As planeloads of supplies, doctors and relief workers from neighboring countries arrived at Kathmandu's airport, thousands of Indians lined up outside in hopes of gaining a seat on a plane returning to New Delhi.
One of those fleeing, 32-year-old tailor Assad Alam, said he and his wife and daughter were leaving with heavy hearts.
"It was a very difficult decision. I have called this home for seven years. But you have to think about the family, about your child."
The earthquake was the worst to hit the South Asian nation in more than 80 years. It destroyed swaths of the oldest neighborhoods of Kathmandu and was strong enough to be felt all across parts of India, Bangladesh, China's region of Tibet and Pakistan.
Nepal's worst recorded earthquake in 1934 measured 8.0 and all but destroyed the cities of Kathmandu, Bhaktapur and Patan.
Rescuers aided by international teams spent Sunday digging through rubble of buildings—concrete slabs, bricks, iron beams, wood—to look for survivors. Because the air was filled with chalky concrete dust, many people wore breathing masks or held shawls over their faces.
Hundreds of people in the western Kalanki neighborhood nervously watched the slow progress of a single backhoe digging into the rubble of the collapsed Lumbini Guest House, once a three-story budget hotel frequented by Nepalese.
Police officer RP Dhamala, who was coordinating the rescue efforts, said they had already pulled out 12 people alive and six dead. He said rescuers were still searching for about 20 people believed to be trapped but had heard no cries, taps or noises for a while.
Most areas were without power and water. The United Nations said hospitals in the Kathmandu Valley were overcrowded and running out of emergency supplies and space to store corpses.

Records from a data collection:
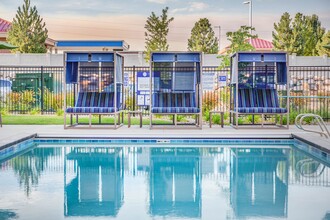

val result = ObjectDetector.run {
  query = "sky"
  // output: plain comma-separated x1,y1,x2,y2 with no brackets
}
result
0,0,330,51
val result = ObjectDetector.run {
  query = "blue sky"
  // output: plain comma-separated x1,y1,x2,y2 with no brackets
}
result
0,0,330,50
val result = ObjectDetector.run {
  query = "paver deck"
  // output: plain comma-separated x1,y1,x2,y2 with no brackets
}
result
0,125,330,152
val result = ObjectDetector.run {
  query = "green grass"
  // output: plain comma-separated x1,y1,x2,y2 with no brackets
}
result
2,115,173,125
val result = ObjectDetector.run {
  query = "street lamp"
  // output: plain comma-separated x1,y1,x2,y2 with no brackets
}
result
214,25,221,51
243,0,252,35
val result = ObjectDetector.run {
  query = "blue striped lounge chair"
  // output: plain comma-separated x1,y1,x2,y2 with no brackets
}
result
151,92,200,114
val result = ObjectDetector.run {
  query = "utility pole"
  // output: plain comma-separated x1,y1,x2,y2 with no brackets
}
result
214,25,221,51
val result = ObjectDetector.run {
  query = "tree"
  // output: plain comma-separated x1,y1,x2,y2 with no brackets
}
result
272,12,292,51
273,12,325,56
188,18,218,54
7,0,48,53
316,31,330,57
303,14,325,56
220,26,258,68
144,7,174,62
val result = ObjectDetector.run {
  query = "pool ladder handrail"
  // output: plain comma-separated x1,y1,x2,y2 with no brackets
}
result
295,113,330,138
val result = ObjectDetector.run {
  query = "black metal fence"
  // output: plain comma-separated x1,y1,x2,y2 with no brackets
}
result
0,66,330,121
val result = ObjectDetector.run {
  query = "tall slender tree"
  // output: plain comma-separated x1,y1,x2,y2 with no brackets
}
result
219,26,258,68
272,12,292,51
144,7,174,61
7,0,48,53
188,18,218,54
273,12,325,56
316,31,330,57
303,14,325,56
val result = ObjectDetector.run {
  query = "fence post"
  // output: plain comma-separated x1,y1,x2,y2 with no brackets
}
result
133,65,136,111
40,66,44,115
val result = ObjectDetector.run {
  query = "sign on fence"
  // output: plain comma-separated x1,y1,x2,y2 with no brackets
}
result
219,76,227,87
202,73,215,91
136,71,150,106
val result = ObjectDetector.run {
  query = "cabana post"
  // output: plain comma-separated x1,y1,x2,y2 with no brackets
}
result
149,52,202,129
230,52,290,128
64,52,124,129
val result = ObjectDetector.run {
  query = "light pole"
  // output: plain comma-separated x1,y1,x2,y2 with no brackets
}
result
243,0,252,35
214,25,221,51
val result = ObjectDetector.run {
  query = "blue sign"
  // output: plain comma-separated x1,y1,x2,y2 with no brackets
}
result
219,76,227,82
219,76,227,87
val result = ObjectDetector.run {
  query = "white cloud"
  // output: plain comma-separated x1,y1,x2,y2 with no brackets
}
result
189,2,208,11
171,0,209,13
147,0,168,4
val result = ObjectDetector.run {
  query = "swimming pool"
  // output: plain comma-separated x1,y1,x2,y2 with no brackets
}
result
0,139,330,219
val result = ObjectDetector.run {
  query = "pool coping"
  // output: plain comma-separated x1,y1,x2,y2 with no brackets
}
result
0,133,330,154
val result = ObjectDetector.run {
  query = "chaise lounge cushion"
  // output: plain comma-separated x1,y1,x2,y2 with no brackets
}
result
66,92,119,114
66,107,118,114
151,107,200,113
234,89,287,114
234,107,287,113
151,92,200,113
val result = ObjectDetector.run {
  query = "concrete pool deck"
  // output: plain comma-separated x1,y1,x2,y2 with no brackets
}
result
0,125,330,152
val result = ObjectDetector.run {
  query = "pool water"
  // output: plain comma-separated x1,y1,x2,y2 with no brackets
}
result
0,142,330,220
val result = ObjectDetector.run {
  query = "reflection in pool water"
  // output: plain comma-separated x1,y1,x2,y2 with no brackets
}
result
0,145,330,219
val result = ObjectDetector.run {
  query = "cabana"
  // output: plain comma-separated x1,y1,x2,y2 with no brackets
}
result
64,52,124,129
230,52,289,128
150,52,202,128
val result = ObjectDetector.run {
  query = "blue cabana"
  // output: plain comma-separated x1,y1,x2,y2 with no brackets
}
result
64,52,124,128
230,52,289,128
150,52,202,128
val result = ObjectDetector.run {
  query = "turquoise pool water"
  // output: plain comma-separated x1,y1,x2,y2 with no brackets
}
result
0,140,330,220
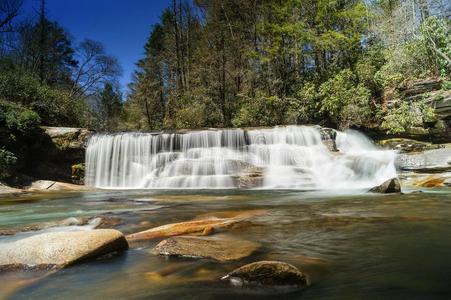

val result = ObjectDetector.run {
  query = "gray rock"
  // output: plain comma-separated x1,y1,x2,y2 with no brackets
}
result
0,229,128,270
395,147,451,173
221,261,309,288
151,235,260,261
370,178,401,194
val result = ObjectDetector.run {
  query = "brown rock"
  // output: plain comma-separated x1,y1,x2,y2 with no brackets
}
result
415,175,446,187
221,261,309,288
370,178,401,194
127,210,264,241
0,229,128,269
28,180,91,192
151,235,260,261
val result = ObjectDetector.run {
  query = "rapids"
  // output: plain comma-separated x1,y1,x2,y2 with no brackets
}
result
86,126,396,190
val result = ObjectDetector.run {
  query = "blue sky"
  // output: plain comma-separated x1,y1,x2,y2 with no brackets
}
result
23,0,170,91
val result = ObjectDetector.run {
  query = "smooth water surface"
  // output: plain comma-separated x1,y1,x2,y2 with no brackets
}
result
0,189,451,299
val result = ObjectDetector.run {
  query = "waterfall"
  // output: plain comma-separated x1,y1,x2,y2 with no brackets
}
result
86,126,396,190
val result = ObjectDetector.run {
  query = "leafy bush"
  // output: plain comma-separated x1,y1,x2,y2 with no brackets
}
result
319,69,371,129
0,148,17,180
381,101,435,134
420,16,451,76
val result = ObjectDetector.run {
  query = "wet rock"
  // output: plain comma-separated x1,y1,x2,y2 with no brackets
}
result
0,217,95,235
0,229,128,269
127,210,265,241
316,126,338,152
28,180,91,192
233,173,264,189
369,178,401,194
0,182,24,195
151,235,260,261
71,163,85,184
221,261,309,288
415,175,446,187
378,138,444,153
395,147,451,173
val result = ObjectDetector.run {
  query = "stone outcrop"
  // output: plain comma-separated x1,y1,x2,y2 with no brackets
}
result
16,127,92,186
0,229,128,270
369,178,401,194
151,235,260,261
221,261,309,288
396,147,451,173
127,210,265,241
415,175,450,187
27,180,91,192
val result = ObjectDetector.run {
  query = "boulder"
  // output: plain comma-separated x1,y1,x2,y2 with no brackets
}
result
127,210,265,241
396,145,451,173
378,138,444,153
0,182,24,195
151,235,260,261
369,178,401,194
221,261,309,288
0,217,107,236
316,126,338,152
28,180,90,192
0,229,128,270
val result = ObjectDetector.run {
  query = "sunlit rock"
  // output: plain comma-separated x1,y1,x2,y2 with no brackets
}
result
151,235,260,261
28,180,92,192
127,210,265,241
221,261,309,288
370,178,401,194
415,175,447,187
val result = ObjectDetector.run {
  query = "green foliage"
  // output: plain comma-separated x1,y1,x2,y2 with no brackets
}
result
319,69,371,129
0,99,41,135
381,101,435,134
0,148,17,180
0,71,86,126
375,39,434,87
232,92,286,127
420,17,451,76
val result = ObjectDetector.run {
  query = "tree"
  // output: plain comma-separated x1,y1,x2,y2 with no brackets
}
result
19,17,77,86
71,39,121,97
0,0,23,33
98,82,122,130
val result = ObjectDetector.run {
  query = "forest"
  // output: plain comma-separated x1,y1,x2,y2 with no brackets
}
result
0,0,451,179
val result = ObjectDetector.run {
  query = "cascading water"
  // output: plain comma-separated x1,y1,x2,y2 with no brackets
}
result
86,126,396,190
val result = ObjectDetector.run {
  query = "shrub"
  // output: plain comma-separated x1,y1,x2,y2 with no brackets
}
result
319,69,371,129
232,92,288,127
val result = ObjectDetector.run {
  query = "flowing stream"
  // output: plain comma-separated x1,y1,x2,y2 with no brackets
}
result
0,126,451,300
86,126,396,190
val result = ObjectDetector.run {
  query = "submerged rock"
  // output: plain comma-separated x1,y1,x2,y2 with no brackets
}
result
0,229,128,270
151,235,260,261
28,180,90,192
378,138,444,153
0,182,24,195
127,210,265,241
369,178,401,194
221,261,309,288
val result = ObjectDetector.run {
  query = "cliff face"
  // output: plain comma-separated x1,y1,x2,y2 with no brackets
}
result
18,127,92,185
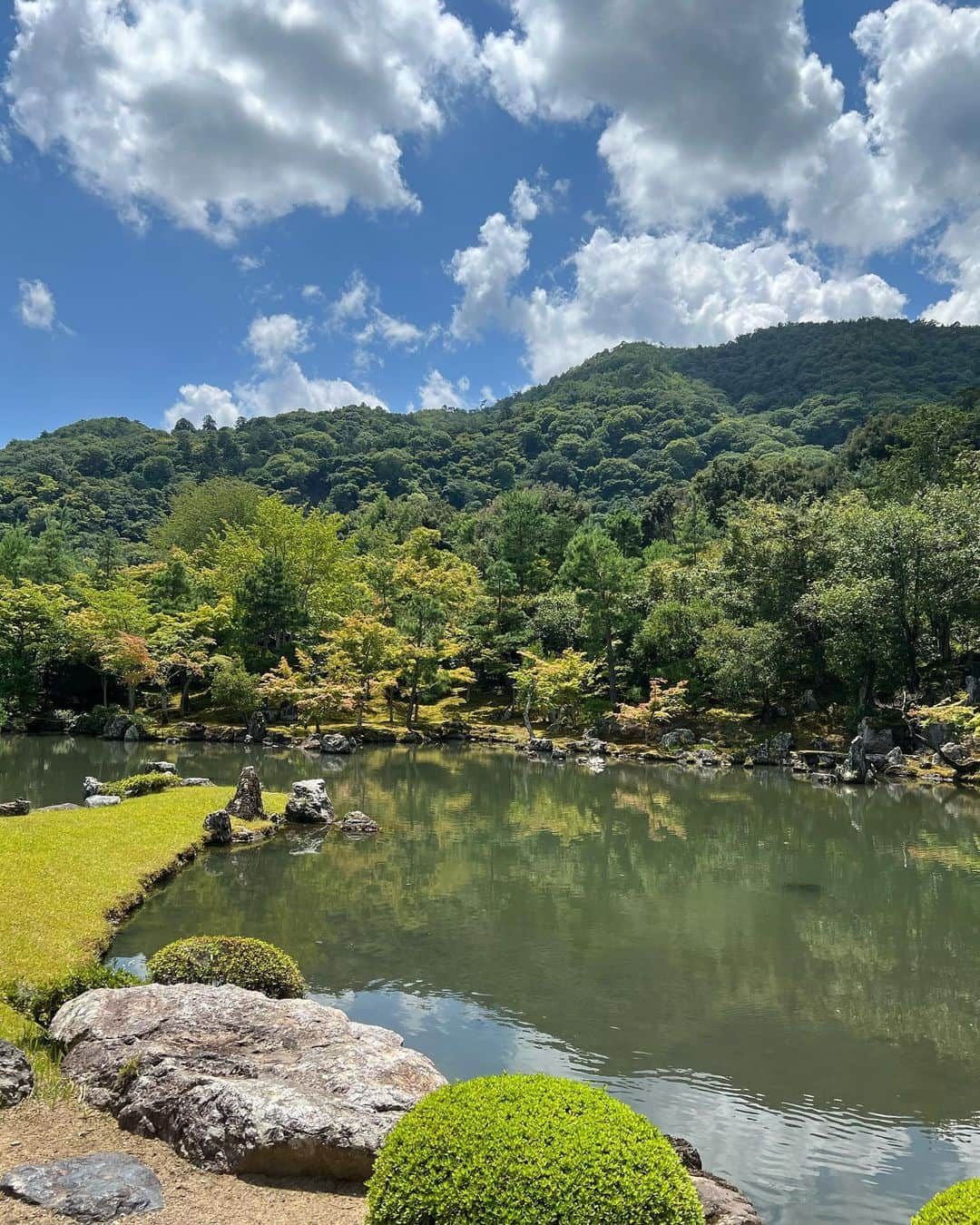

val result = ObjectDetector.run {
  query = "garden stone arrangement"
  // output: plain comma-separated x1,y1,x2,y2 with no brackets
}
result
50,984,445,1181
0,1152,163,1225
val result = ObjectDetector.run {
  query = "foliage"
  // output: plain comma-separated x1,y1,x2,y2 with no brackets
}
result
0,787,286,985
102,770,180,800
6,962,141,1029
147,936,307,1000
368,1075,703,1225
911,1179,980,1225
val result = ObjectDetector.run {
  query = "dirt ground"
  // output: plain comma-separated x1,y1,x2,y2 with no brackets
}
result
0,1102,367,1225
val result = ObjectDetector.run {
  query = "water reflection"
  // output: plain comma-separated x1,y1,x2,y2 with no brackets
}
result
5,746,980,1225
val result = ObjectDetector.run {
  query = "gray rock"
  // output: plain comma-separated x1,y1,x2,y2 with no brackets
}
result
102,714,132,740
50,984,446,1181
228,766,266,821
0,1152,163,1222
286,778,337,826
0,1040,34,1107
860,719,896,756
664,1135,762,1225
661,728,697,749
749,731,792,766
339,808,381,838
204,808,231,847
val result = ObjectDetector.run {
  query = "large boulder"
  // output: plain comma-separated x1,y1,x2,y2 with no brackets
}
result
286,778,337,826
0,1040,34,1109
50,984,446,1181
0,1152,163,1222
227,766,266,821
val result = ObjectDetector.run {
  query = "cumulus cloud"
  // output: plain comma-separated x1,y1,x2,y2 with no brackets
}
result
164,315,386,427
17,280,57,332
6,0,476,241
245,315,310,370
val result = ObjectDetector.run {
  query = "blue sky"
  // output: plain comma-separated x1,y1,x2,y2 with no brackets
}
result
0,0,980,441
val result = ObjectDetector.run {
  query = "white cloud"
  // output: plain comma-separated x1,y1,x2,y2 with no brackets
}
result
17,280,56,332
449,213,531,339
6,0,476,241
409,368,469,408
245,315,310,370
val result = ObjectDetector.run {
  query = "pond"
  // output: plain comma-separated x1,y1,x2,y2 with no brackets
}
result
3,740,980,1225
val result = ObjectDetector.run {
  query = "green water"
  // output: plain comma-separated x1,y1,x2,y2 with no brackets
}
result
3,740,980,1225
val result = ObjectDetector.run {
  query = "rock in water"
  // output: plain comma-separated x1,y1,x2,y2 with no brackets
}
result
228,766,266,821
50,984,446,1181
286,778,337,826
0,1152,163,1221
340,808,381,838
0,1040,34,1109
204,808,231,847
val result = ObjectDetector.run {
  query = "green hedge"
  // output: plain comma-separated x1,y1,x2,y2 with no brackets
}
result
368,1075,704,1225
911,1179,980,1225
102,770,180,799
147,936,307,1000
6,962,141,1029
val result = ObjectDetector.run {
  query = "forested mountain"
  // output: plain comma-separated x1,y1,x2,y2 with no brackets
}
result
0,319,980,547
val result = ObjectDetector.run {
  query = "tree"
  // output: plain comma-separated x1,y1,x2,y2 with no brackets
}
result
559,528,638,710
511,650,595,736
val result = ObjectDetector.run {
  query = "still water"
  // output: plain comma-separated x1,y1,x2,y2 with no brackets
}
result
0,740,980,1225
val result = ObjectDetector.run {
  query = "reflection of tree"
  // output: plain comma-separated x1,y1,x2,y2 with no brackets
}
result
111,750,980,1120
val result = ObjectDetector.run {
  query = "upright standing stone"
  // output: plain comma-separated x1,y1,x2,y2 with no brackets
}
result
228,766,266,821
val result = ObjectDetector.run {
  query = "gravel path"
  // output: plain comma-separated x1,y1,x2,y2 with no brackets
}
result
0,1102,365,1225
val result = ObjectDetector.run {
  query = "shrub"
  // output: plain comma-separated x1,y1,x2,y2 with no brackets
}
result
147,936,307,1000
911,1179,980,1225
6,962,140,1028
102,770,180,799
368,1075,704,1225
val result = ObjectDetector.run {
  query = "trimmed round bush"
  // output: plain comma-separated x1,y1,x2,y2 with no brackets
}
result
368,1075,704,1225
147,936,307,1000
911,1179,980,1225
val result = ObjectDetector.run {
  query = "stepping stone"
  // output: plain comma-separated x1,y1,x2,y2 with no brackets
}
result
0,1152,163,1222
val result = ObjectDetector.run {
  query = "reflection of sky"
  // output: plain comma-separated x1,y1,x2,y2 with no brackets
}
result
315,987,980,1225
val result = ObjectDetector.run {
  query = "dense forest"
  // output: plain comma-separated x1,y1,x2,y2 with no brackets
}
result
0,319,980,735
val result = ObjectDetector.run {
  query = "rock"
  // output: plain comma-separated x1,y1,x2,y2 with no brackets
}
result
286,778,337,826
143,762,176,774
0,1152,163,1222
860,719,896,757
319,731,356,757
0,1040,34,1109
50,984,446,1181
204,808,231,847
228,766,266,821
664,1135,762,1225
661,728,697,749
340,809,381,838
749,731,792,766
102,714,132,740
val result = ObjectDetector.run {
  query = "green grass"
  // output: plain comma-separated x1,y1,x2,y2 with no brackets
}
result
0,788,286,995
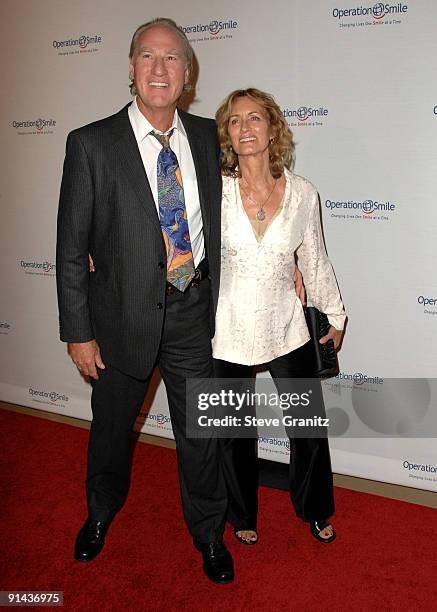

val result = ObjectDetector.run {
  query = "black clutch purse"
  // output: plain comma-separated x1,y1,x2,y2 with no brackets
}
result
304,306,338,376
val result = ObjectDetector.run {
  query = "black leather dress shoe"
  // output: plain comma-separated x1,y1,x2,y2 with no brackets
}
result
74,517,110,561
199,541,234,584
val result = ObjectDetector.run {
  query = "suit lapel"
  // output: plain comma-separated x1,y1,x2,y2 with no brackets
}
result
113,105,162,235
178,109,211,237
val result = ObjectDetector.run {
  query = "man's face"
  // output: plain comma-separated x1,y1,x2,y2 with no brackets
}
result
129,25,189,115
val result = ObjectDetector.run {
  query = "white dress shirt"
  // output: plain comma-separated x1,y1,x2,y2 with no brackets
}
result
213,170,346,365
128,98,205,267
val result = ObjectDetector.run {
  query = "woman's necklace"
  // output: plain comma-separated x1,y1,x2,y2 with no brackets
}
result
239,179,278,221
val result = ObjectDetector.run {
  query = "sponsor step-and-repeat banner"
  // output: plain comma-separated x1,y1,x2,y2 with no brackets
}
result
0,0,437,490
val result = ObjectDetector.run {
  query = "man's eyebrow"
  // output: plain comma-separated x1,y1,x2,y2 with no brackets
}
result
139,46,183,55
229,111,261,119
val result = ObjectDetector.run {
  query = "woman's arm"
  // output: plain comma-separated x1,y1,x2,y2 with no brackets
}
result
297,186,346,346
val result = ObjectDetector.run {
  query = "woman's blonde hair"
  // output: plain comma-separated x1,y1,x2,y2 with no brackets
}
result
215,87,294,178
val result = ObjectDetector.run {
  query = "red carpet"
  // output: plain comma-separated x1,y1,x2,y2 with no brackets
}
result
0,410,437,612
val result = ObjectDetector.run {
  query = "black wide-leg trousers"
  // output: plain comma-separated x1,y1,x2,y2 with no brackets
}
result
214,342,334,529
86,279,227,544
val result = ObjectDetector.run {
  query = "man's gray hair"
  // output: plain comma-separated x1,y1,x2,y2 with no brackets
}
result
129,17,194,96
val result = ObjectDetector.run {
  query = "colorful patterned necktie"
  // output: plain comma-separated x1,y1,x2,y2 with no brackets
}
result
152,130,195,291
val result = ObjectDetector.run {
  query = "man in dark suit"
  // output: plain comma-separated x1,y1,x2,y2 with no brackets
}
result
57,19,233,583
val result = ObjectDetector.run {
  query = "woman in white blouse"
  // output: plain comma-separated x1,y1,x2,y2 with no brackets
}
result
213,88,345,544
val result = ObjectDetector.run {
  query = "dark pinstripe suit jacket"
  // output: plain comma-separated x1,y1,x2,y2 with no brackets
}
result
56,105,221,378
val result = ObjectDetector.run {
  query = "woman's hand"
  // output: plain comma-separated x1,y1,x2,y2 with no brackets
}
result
293,266,307,306
319,325,343,350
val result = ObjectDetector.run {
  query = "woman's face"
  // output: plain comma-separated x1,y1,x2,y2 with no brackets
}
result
228,96,271,156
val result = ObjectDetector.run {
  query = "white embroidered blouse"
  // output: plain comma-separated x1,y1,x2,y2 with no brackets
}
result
213,170,346,365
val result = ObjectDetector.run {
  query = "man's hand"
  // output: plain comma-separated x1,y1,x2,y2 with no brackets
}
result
319,325,343,350
68,340,105,380
293,266,307,306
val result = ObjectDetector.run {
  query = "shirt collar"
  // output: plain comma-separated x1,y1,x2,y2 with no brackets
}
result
129,97,187,144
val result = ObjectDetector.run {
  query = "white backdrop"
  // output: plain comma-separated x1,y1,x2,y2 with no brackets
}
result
0,0,437,490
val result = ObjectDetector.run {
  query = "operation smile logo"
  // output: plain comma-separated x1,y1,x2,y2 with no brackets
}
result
282,106,329,127
182,19,238,43
402,460,437,482
11,117,56,136
335,372,384,386
29,387,69,407
52,34,103,55
332,2,408,28
325,200,396,221
417,295,437,315
20,260,56,276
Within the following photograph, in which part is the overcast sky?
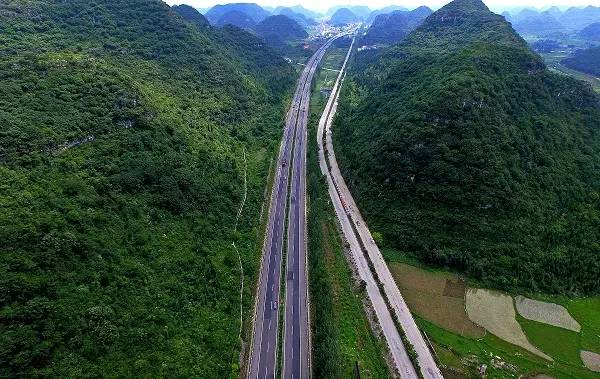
[166,0,600,11]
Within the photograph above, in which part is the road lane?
[317,33,442,379]
[247,35,342,378]
[283,36,340,379]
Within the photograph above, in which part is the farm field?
[389,262,485,338]
[384,250,600,379]
[540,53,600,92]
[466,288,552,360]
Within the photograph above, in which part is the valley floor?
[384,250,600,378]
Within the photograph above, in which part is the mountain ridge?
[333,0,600,294]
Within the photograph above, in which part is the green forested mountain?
[334,0,600,294]
[204,3,271,24]
[561,46,600,77]
[0,0,294,378]
[329,8,360,26]
[577,22,600,42]
[513,12,565,37]
[254,15,308,47]
[173,4,210,27]
[361,6,433,44]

• Exercise requirements
a – In the Nepal earthquake passage, what magnitude did the country's worst recorded earthquake, in 1934, measure?
b – Repeat word for word the part of the Nepal earthquake passage starting with "Most areas were" and going on through "to store corpses.".
c – Pick up the Nepal earthquake passage after its last sentence and carry it forward.

• Outputs in order
a – It measured 8.0.

b –
Most areas were without power and water. The United Nations said hospitals in the Kathmandu Valley were overcrowded and running out of emergency supplies and space to store corpses.

c –
Most shops in Kathmandu were closed after the government declared a weeklong period of recovery. Only fruit vendors and pharmacies seemed to be doing business.
"More people are coming now," fruit seller Shyam Jaiswal said. "They cannot cook so they need to buy something they can eat raw."
Jaiswal said stocks were running out, and more shipments were not expected for at least a week, but added, "We are not raising prices. That would be illegal, immoral profit."
The quake will probably put a huge strain on the resources of this impoverished country best known for Everest, the highest mountain in the world. The economy of Nepal, a nation of 27.8 million people, relies heavily on tourism, principally trekking and Himalayan mountain climbing.
With Kathmandu airport reopened, the first aid flights began delivering aid supplies. The first to respond were Nepal's neighbors—India, China and Pakistan, all of which have been jockeying for influence over the landlocked nation. Nepal remains closest to India, with which it shares deep political, cultural and religious ties.
India suffered its own losses from the quake, with at least 61 people killed there and dozens injured. Sunday's aftershock was also widely felt in the country, and local news reports said metro trains in New Delhi and Kolkata were briefly shut down when the shaking started.
Other countries sending support Sunday included the United States, the United Arab Emirates, Germany and France.
An American military plane left Delaware's Dover Air Force Base for Nepal, carrying 70 people, including a disaster-assistance response team and an urban search-and-rescue team, and 45 tons of cargo, the Pentagon said.
After the chaos of Saturday—when little organized rescue and relief was seen —efforts were more orderly on Sunday as rescue teams fanned out across the city.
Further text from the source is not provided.